> **Document extract**
····················
Cable networks are too important and too expensive to manage with a simple run-to-failure or time-based replacement strategy. In medium-voltage systems, the real challenge is not only finding faults after they happen, but understanding which cable sections are ageing, which defects are becoming critical, and which assets can remain in service safely for longer. That is why condition-based maintenance is becoming the future of cable network asset management.
A condition-based approach starts with better diagnostics. BAUR’s cable diagnostics platforms show this clearly. The portable frida TD is designed for cable testing, cable sheath testing, dissipation factor measurement, Monitored Withstand Test, and optional partial discharge measurement when combined with PD-TaD 62 and BAUR Software 4. BAUR positions it as a new generation in cable system condition evaluation, combining testing and dissipation factor measurement in one device with automated testing and diagnostic sequences.
····················
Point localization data
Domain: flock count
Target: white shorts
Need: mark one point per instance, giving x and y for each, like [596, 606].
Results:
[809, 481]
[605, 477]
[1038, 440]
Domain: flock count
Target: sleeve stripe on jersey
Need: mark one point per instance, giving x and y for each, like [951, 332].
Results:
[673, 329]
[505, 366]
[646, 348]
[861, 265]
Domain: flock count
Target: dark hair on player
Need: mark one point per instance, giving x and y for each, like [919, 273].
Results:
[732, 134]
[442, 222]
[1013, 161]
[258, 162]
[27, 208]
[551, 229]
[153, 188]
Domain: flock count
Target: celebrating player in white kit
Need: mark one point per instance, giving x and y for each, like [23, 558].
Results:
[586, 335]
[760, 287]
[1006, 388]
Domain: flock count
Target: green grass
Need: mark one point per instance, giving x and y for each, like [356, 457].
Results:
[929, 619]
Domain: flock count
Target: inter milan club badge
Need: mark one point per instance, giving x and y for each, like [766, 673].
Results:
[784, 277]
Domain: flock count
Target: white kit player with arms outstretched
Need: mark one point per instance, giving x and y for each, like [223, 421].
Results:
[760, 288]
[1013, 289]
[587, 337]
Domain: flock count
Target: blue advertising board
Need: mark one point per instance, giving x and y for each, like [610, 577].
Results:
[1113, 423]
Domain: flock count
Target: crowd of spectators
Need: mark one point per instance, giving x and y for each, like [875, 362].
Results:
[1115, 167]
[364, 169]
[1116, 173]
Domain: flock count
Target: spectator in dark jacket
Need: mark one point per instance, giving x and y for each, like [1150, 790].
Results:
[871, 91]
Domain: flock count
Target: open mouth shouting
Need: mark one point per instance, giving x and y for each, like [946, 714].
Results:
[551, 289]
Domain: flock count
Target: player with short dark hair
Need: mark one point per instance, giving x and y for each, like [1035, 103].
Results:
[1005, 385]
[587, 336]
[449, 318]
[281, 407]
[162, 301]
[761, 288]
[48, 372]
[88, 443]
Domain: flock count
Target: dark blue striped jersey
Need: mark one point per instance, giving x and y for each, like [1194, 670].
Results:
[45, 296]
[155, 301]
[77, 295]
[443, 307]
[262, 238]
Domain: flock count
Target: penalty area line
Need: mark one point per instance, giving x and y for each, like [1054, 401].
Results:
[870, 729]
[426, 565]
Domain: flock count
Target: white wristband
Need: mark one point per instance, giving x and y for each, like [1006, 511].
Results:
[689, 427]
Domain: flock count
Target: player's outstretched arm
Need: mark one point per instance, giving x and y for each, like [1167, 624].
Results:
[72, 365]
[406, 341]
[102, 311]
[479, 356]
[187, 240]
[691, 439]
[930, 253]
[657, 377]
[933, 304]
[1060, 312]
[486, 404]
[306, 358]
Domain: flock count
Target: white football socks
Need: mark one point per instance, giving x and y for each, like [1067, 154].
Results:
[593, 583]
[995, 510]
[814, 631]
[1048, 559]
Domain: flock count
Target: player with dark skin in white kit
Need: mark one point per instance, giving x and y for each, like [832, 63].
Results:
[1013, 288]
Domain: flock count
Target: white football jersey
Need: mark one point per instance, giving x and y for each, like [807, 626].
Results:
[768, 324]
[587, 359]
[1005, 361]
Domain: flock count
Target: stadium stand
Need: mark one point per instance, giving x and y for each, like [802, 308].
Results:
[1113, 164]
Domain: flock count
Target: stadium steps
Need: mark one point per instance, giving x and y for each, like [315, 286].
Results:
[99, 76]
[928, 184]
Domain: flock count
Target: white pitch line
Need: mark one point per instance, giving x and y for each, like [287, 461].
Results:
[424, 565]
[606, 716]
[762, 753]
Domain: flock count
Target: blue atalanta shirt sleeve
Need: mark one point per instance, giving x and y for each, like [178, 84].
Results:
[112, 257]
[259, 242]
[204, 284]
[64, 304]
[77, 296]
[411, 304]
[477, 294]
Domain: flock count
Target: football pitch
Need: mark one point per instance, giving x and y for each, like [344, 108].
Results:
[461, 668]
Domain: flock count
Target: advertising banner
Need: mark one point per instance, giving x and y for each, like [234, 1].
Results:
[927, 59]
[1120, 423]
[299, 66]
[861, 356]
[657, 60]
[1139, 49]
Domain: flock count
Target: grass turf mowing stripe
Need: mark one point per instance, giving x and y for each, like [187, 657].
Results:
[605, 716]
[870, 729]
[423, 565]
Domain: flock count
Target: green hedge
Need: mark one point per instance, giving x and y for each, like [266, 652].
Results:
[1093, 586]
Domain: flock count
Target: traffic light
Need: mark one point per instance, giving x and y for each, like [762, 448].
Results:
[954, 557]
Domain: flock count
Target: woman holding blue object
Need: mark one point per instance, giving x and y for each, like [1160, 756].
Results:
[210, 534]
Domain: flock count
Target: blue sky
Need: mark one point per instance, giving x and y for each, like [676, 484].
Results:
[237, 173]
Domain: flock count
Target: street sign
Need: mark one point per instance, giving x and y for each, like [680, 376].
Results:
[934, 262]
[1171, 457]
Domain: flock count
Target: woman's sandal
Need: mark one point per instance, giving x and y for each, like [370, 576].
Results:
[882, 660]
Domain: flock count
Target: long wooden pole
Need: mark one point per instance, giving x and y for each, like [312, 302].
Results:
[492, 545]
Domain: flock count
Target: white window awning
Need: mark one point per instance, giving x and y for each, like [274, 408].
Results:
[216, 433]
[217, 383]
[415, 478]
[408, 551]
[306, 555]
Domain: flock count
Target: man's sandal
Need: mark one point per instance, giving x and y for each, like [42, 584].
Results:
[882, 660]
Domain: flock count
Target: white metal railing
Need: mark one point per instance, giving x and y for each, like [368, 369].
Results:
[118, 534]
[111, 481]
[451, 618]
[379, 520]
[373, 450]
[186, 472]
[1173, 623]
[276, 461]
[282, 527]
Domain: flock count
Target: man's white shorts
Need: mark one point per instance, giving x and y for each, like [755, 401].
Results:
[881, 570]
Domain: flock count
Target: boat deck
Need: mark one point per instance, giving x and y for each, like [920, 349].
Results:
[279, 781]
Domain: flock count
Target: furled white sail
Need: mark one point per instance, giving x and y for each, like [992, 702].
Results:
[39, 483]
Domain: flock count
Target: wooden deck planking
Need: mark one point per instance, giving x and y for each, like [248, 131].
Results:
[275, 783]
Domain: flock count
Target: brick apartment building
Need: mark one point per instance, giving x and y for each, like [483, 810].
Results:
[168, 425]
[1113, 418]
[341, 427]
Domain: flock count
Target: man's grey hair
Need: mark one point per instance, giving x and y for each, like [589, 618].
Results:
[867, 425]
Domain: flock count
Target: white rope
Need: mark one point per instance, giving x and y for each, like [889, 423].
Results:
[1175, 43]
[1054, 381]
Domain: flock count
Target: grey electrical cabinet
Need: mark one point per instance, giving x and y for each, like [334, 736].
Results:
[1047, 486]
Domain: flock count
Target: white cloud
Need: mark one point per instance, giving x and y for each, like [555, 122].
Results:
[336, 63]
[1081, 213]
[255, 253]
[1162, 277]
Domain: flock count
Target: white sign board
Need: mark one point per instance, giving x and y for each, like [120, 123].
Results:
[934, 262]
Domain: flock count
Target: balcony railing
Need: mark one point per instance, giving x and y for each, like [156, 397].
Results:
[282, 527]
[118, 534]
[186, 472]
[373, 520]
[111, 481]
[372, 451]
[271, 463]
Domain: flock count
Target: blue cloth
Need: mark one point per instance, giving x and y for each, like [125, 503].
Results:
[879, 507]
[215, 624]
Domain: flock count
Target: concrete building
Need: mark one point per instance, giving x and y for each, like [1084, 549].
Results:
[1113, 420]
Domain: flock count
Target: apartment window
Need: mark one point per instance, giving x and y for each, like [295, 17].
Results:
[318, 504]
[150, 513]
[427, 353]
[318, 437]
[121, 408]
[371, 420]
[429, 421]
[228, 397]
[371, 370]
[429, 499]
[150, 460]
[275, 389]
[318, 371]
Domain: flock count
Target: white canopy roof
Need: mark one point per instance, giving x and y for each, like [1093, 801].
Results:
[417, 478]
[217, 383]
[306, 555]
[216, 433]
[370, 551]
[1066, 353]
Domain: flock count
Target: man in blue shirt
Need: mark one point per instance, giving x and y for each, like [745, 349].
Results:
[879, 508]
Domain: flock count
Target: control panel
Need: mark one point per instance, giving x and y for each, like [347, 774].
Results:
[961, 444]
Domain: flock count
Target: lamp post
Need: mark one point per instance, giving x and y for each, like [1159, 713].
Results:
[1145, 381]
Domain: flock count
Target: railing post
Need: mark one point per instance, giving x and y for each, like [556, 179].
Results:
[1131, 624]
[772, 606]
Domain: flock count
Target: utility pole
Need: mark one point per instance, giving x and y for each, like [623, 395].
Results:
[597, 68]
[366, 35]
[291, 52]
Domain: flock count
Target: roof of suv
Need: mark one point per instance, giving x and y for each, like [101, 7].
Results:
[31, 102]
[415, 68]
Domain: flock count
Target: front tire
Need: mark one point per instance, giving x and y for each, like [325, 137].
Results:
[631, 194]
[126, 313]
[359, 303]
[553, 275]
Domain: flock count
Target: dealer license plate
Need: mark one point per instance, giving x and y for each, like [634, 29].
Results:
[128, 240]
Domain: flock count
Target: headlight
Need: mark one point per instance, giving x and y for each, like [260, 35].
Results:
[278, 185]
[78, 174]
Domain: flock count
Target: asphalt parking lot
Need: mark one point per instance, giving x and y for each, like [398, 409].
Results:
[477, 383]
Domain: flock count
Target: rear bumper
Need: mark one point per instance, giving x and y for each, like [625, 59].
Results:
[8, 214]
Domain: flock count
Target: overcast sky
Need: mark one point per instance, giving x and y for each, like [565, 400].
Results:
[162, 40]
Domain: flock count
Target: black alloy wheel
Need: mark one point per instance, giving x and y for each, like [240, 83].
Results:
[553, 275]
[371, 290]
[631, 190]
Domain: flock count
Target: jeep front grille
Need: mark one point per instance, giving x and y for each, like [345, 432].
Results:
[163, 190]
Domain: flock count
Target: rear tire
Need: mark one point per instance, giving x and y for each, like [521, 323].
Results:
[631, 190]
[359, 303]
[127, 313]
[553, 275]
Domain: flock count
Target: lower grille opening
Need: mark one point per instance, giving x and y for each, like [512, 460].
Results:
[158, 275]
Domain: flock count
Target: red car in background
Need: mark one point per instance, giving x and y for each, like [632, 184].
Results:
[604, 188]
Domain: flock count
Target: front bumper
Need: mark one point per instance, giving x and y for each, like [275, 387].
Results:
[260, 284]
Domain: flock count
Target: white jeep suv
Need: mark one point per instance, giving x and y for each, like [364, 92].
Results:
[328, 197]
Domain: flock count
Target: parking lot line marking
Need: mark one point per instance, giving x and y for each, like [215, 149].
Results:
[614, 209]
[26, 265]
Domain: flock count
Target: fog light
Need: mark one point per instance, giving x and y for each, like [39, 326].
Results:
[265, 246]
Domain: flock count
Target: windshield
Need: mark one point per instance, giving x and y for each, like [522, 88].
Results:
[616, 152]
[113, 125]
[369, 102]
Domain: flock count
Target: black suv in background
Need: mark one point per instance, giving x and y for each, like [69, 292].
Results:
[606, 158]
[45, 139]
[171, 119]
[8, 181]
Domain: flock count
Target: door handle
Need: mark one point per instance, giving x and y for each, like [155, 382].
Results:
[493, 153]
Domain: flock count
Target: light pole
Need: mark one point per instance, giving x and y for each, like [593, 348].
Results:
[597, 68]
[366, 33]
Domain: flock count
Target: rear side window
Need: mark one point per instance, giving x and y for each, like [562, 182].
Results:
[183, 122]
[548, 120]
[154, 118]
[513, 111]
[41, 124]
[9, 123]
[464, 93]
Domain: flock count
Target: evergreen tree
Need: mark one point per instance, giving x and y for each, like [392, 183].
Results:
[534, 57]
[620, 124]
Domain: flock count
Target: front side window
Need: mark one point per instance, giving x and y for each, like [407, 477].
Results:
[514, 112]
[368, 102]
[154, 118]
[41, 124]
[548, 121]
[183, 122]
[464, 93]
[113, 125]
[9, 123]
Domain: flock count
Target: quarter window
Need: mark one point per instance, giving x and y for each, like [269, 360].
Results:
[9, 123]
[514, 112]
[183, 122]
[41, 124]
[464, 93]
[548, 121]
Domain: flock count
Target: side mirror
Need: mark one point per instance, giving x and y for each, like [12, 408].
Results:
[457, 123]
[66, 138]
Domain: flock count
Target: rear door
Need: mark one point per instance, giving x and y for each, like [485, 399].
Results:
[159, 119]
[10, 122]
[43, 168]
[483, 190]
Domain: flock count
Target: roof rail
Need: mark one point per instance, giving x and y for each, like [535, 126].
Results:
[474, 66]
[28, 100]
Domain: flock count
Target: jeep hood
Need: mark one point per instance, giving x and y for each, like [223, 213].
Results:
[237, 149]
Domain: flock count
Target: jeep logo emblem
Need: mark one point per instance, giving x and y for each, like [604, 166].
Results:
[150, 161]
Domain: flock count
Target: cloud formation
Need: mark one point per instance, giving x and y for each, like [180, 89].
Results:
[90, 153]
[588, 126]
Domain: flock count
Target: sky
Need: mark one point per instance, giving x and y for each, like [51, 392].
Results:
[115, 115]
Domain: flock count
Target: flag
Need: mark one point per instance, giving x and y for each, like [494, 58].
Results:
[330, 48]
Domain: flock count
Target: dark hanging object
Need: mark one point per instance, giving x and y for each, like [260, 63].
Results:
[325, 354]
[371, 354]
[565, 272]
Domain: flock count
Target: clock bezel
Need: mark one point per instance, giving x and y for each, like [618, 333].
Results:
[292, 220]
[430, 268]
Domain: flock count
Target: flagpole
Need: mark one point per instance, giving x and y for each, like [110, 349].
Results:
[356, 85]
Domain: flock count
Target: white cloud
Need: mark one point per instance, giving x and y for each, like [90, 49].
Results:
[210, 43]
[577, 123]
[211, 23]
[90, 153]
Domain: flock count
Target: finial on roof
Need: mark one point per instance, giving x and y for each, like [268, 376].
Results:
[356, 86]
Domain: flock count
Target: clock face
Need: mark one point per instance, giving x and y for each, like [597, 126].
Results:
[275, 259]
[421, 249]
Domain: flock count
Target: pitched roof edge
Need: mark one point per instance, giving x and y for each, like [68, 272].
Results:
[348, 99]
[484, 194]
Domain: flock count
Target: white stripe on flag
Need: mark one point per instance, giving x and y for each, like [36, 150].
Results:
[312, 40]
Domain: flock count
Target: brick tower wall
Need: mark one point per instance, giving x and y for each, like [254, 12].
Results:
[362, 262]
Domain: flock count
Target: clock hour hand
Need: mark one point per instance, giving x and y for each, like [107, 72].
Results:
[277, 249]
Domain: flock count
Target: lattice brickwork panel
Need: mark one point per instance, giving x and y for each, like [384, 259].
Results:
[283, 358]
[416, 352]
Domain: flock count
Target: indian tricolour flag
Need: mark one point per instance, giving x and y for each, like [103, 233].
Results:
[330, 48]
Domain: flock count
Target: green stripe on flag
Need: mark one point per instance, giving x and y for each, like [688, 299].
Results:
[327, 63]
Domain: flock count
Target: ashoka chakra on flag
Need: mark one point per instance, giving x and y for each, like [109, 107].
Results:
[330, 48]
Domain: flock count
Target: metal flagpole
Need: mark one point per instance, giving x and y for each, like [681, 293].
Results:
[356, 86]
····················
> **Task objective**
Please rewrite the cable maintenance text, starting with "A condition-based approach" and going on through "and diagnostic sequences.", replacing "portable" with "mobile". These entries come from a different source than the cable maintenance text.

> **Written solution**
A condition-based approach starts with better diagnostics. BAUR’s cable diagnostics platforms show this clearly. The mobile frida TD is designed for cable testing, cable sheath testing, dissipation factor measurement, Monitored Withstand Test, and optional partial discharge measurement when combined with PD-TaD 62 and BAUR Software 4. BAUR positions it as a new generation in cable system condition evaluation, combining testing and dissipation factor measurement in one device with automated testing and diagnostic sequences.